(PASSAGE PROVIDED)
----------------
“The formula for understanding women”

a blackboard in a lecture hall is filled with a formula/calculationThat’s the meat of the punchline for a joke posted at LP in the intent of kickstarting a discussion on gender differences. Some of us already have a good idea of the inevitable evopsychobabble lines that are going to crop up in comments (anyone for bingo?), and although I don’t think that author Brian intended for that to be the outcome, my gigantic surprise if it ends any other way will be so enormous as to be visible from space.

I hate that joke, because it’s just another variation of the “but what do women want?” groan/moan that implies that, unlike the man speaking (who of course is fully entitled to hold and change his individual preferences as an autonomous adult) and the men listening to him, a woman should apparently not ever have different preferences and priorities from other women, and certainly should not ever adjust her preferences and priorities at any time according to changes in knowledge and/or circumstances. And if she does, oh woe!  How ineffable, mysterious and inconceivably inscrutable that woman (and therefore all women) must be!
----------------
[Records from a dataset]
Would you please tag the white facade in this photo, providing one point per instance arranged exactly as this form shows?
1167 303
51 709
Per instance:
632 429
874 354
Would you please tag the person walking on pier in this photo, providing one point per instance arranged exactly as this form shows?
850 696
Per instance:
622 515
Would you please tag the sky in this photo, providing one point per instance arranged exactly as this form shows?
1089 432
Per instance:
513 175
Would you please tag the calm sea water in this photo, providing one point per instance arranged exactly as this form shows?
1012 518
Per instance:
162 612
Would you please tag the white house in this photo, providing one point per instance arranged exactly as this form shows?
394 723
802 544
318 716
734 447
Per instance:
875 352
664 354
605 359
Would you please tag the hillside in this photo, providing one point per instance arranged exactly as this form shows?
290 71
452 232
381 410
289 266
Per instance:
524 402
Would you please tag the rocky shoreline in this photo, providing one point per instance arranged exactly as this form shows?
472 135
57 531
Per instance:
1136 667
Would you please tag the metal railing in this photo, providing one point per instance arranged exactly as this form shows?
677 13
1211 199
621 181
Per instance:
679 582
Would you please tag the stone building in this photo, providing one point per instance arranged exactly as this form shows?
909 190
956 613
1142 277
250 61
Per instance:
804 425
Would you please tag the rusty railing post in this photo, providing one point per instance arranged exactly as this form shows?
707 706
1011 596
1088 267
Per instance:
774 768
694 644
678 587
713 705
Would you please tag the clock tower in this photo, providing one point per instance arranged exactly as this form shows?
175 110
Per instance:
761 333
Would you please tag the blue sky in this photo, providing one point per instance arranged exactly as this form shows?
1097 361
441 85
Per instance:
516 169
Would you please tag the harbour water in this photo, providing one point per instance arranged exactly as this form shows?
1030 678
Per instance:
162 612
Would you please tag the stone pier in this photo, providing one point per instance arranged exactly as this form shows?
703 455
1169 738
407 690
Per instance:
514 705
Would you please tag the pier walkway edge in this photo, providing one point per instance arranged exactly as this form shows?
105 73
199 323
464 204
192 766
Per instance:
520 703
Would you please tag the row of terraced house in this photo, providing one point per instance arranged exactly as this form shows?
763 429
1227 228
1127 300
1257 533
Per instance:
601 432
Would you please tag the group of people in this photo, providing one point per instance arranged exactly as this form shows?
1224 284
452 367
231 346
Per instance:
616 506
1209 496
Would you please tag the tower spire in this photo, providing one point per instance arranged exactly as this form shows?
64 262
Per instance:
----------------
(YOUR GOAL)
Reproduce verbatim the stretch of the post on the "formula for understanding women" joke from "a blackboard in" through "visible from space.".

(SOLUTION)
a blackboard in a lecture hall is filled with a formula/calculationThat’s the meat of the punchline for a joke posted at LP in the intent of kickstarting a discussion on gender differences. Some of us already have a good idea of the inevitable evopsychobabble lines that are going to crop up in comments (anyone for bingo?), and although I don’t think that author Brian intended for that to be the outcome, my gigantic surprise if it ends any other way will be so enormous as to be visible from space.